- _Stated goal_:
List each line of the listing below that contains the word "smiling".

- _Material provided_:
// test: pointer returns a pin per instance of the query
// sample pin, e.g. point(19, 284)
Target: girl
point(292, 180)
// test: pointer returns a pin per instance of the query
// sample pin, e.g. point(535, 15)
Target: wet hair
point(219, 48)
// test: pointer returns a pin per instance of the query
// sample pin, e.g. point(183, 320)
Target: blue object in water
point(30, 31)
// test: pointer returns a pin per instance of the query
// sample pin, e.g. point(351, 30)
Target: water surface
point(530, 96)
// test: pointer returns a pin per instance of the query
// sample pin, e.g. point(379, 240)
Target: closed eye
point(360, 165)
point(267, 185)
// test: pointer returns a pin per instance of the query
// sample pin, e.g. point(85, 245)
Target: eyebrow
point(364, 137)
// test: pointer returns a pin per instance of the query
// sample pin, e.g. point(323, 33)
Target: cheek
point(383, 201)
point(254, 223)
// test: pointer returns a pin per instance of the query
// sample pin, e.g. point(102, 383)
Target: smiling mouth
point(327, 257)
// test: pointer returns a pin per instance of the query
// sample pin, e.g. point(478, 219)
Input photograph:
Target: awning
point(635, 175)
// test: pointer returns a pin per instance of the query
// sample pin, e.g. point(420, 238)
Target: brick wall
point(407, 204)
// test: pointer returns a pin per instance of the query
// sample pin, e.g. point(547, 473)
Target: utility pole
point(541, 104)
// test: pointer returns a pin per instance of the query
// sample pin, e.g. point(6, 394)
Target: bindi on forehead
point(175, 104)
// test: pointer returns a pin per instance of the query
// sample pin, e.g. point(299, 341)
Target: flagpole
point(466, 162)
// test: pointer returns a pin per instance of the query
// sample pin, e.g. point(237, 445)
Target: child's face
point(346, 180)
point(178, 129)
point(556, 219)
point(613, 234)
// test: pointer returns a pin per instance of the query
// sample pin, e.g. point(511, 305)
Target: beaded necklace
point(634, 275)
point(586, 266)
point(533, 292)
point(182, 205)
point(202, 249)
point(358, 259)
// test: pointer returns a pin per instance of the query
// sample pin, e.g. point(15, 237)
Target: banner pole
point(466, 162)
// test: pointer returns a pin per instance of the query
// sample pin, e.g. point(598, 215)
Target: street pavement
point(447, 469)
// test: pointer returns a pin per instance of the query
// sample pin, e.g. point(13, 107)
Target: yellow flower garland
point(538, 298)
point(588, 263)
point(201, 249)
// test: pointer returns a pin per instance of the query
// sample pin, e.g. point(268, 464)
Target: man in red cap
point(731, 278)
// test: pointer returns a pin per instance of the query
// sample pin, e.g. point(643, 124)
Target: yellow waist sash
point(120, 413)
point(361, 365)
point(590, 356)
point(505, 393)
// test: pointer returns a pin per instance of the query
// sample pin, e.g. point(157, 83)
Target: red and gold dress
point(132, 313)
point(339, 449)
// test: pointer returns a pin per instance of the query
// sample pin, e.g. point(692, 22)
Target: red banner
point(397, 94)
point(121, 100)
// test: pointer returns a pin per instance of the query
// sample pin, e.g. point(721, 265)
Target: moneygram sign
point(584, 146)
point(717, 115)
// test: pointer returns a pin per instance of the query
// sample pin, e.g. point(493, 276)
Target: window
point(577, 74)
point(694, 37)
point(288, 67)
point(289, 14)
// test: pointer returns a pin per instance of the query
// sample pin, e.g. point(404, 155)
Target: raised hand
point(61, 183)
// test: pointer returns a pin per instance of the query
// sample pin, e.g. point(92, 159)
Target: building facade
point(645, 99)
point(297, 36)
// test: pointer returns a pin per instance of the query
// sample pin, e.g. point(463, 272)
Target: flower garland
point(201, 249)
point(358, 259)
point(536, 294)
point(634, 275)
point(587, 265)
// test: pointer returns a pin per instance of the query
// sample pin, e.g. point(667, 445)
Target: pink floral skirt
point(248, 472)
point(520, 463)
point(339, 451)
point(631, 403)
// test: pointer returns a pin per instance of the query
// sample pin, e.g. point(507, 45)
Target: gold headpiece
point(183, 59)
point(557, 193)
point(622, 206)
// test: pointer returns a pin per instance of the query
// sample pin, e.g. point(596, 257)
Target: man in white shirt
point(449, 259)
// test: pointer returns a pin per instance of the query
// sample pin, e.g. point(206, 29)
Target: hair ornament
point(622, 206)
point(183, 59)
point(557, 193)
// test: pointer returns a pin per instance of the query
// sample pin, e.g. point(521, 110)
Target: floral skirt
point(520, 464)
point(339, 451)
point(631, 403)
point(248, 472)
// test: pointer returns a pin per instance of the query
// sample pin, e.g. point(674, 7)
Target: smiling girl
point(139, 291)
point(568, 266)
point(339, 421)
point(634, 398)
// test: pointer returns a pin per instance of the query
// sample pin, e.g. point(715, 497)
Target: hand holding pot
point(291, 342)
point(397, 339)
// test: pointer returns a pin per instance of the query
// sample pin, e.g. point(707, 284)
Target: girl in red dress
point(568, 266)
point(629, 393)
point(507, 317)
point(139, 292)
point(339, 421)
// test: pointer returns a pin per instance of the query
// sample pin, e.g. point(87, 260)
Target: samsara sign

- _Reply_:
Target: smiling mouth
Target: smiling girl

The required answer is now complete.